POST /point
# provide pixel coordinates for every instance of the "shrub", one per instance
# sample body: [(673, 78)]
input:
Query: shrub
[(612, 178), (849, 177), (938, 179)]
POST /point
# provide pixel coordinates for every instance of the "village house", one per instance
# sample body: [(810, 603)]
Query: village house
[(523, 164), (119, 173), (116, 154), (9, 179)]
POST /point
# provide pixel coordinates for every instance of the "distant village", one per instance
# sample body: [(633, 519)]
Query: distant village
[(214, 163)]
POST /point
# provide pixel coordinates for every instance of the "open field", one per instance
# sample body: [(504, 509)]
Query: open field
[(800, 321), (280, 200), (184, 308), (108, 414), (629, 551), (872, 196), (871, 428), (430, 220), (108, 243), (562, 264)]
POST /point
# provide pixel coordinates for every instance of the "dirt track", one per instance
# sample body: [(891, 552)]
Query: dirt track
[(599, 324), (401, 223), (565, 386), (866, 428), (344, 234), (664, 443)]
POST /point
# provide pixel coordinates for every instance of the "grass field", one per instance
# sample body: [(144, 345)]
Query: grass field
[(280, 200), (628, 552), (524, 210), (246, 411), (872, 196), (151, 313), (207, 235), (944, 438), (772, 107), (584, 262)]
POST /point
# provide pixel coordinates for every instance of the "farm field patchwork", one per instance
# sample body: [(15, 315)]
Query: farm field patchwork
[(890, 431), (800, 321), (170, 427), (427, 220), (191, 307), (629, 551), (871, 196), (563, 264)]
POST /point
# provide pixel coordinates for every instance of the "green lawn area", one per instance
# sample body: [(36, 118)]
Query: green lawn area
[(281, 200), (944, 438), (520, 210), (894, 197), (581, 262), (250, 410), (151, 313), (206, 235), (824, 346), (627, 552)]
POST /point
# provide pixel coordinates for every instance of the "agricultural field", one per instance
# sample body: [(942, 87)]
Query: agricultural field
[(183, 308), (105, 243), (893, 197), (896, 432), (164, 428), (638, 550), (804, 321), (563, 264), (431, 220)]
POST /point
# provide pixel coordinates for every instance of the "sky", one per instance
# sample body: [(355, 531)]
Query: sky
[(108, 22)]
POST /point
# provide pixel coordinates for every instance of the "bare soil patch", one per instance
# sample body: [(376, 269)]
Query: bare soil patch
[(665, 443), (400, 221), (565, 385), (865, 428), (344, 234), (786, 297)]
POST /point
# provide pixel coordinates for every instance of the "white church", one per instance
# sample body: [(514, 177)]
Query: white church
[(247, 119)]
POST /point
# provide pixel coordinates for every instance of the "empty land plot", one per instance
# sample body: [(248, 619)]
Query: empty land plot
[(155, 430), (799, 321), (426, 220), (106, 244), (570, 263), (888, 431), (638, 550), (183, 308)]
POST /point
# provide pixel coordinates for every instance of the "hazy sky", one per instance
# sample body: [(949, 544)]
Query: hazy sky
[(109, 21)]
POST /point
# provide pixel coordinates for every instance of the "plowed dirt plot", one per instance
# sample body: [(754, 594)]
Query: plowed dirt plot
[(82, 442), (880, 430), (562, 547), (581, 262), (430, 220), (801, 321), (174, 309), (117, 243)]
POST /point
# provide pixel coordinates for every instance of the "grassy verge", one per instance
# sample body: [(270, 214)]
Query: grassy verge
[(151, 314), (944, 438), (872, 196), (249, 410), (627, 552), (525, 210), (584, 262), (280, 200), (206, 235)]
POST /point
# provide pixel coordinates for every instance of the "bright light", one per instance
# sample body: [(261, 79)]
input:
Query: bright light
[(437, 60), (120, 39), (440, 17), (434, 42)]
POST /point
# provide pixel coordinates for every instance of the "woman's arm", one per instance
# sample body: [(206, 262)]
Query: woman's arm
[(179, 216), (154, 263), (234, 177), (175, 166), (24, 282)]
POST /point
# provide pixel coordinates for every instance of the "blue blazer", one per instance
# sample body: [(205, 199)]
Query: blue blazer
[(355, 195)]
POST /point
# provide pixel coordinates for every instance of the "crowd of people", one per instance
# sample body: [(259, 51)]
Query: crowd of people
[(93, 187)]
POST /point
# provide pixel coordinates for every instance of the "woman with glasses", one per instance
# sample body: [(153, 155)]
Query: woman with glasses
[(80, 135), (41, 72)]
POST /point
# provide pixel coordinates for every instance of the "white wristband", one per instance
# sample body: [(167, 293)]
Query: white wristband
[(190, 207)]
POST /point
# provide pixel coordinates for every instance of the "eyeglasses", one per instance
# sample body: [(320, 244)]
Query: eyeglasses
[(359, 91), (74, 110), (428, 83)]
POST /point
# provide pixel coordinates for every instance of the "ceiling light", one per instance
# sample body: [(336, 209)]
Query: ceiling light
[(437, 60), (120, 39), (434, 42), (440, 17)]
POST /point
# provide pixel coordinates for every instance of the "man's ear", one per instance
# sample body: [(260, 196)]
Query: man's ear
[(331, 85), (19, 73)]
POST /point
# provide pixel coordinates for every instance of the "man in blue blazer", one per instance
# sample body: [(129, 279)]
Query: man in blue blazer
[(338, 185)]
****************
▸ Task objective:
Can you convert every line of the items above into a JSON list of strings, one string per line, with blank lines left out?

▸ Result of the task:
[
  "POST /point",
  "# provide pixel coordinates for every instance of the \"shrub\", one per instance",
  "# sample body: [(673, 78)]",
  "input:",
  "Query: shrub",
  "[(612, 178), (849, 177), (938, 179)]",
  "POST /point",
  "# provide pixel coordinates for every instance of the \"village house\", one per instance",
  "# sample body: [(810, 603)]",
  "Query: village house",
  "[(523, 164), (119, 173), (116, 154), (9, 179)]",
  "POST /point",
  "# provide pixel coordinates for every instance of the \"distant village\", one per instance",
  "# sample body: [(633, 519)]",
  "Query: distant village",
  "[(214, 163)]",
  "POST /point",
  "# provide pixel coordinates for every instance of the \"open field\", one per instance",
  "# sample body: [(504, 509)]",
  "Query: open field",
  "[(800, 321), (280, 200), (184, 308), (108, 414), (629, 551), (872, 196), (871, 428), (430, 220), (108, 243), (562, 264)]",
  "POST /point",
  "# provide pixel coordinates for every instance of the \"dirt track\", one per instance",
  "# sample body: [(891, 552)]",
  "Query: dirt track",
  "[(599, 324), (401, 223), (565, 386), (866, 428), (344, 234), (664, 443)]",
  "POST /point",
  "# provide pixel coordinates for every instance of the \"grass field\", one per instance",
  "# sample body: [(144, 345)]",
  "Query: grass field",
  "[(280, 200), (628, 552), (524, 210), (246, 411), (872, 196), (151, 313), (207, 235), (944, 438), (772, 107), (584, 262)]",
  "POST /point",
  "# provide pixel coordinates for every instance of the \"farm field patchwork\", one per instance",
  "# sample body: [(15, 315)]",
  "Query: farm field patchwork",
  "[(890, 431), (800, 321), (170, 427), (427, 220), (191, 307), (629, 551), (871, 196), (563, 264)]",
  "POST /point",
  "# provide pixel coordinates for every instance of the \"green lawn area\", one per instance",
  "# sample body: [(36, 118)]",
  "Query: green lawn area",
  "[(281, 200), (944, 438), (520, 210), (894, 197), (581, 262), (250, 410), (151, 313), (206, 235), (824, 346), (627, 552)]",
  "POST /point",
  "# provide pixel coordinates for every instance of the \"agricultural field\", one per instance",
  "# sample body: [(942, 87)]",
  "Query: agricultural field",
  "[(183, 308), (105, 243), (893, 197), (896, 432), (164, 428), (638, 550), (804, 321), (563, 264), (431, 220)]",
  "POST /point",
  "# provide pixel coordinates for every instance of the \"sky\", one per instance",
  "# sample body: [(355, 531)]",
  "Query: sky",
  "[(108, 22)]",
  "POST /point",
  "# provide pixel coordinates for every instance of the \"bare soil patch\", one per instance",
  "# sample body: [(376, 269)]",
  "Query: bare soil patch",
  "[(665, 443), (400, 221), (565, 385), (865, 428), (344, 234), (786, 297)]",
  "POST /point",
  "# provide pixel coordinates for every instance of the \"white church\", one per instance",
  "# sample body: [(514, 177)]",
  "Query: white church",
  "[(247, 119)]",
  "POST /point",
  "# provide pixel coordinates for every instance of the \"empty land plot\", one per instance",
  "# sample body: [(248, 619)]",
  "Query: empty land plot",
  "[(155, 430), (799, 321), (426, 220), (106, 244), (570, 263), (888, 431), (638, 550), (183, 308)]",
  "POST /point",
  "# provide pixel coordinates for every instance of the \"hazy sky\", one per instance",
  "# sample body: [(949, 544)]",
  "Query: hazy sky",
  "[(109, 21)]",
  "POST /point",
  "# provide pixel coordinates for every instance of the \"plowed dirt plot\", one per instance",
  "# sample body: [(754, 594)]",
  "Query: plowed dirt plot",
  "[(82, 442), (880, 430), (562, 547), (581, 262), (430, 220), (801, 321), (174, 309), (117, 243)]",
  "POST /point",
  "# provide pixel coordinates for every instance of the \"grassy verge\", one per instance",
  "# sample body: [(270, 214)]",
  "Query: grassy verge",
  "[(151, 314), (944, 438), (872, 196), (249, 410), (627, 552), (525, 210), (584, 262), (280, 200), (206, 235)]",
  "POST /point",
  "# provide pixel coordinates for every instance of the \"bright light\", one per instance",
  "# sample body: [(261, 79)]",
  "input:",
  "Query: bright light",
  "[(437, 60), (120, 39), (440, 17), (434, 42)]",
  "POST /point",
  "# provide pixel coordinates for every instance of the \"woman's arm\", one per instance",
  "# sample body: [(206, 262)]",
  "Query: woman's arm",
  "[(179, 216), (154, 263), (234, 177), (175, 166), (24, 282)]",
  "POST /point",
  "# provide pixel coordinates for every instance of the \"blue blazer\", one per instance",
  "# sample body: [(205, 199)]",
  "Query: blue blazer",
  "[(355, 195)]",
  "POST /point",
  "# provide pixel coordinates for every instance of the \"crowd of people\", one per instance",
  "# sample body: [(259, 51)]",
  "Query: crowd of people",
  "[(93, 187)]",
  "POST /point",
  "# provide pixel coordinates for every instance of the \"woman with glasses\", one per instance",
  "# sample body: [(153, 155)]",
  "Query: woman with glasses",
  "[(80, 135), (41, 72)]",
  "POST /point",
  "# provide pixel coordinates for every instance of the \"white wristband\", one per instance",
  "# sample body: [(167, 293)]",
  "Query: white wristband",
  "[(190, 207)]",
  "POST /point",
  "# provide pixel coordinates for every instance of the \"eyeglasses\", one per instance",
  "# sample body: [(320, 244)]",
  "Query: eyeglasses",
  "[(359, 91), (74, 110), (428, 83)]",
  "POST /point",
  "# provide pixel coordinates for every instance of the \"ceiling light\", one per instance",
  "# sample body: [(336, 209)]",
  "Query: ceiling light",
  "[(437, 60), (120, 39), (434, 42), (440, 17)]",
  "POST /point",
  "# provide pixel coordinates for every instance of the \"man's ear\", one per instance",
  "# sample body: [(260, 196)]",
  "Query: man's ear",
  "[(331, 85), (19, 73)]",
  "POST /point",
  "# provide pixel coordinates for every instance of the \"man in blue blazer\", one per instance",
  "# sample body: [(129, 279)]",
  "Query: man in blue blazer",
  "[(338, 185)]"
]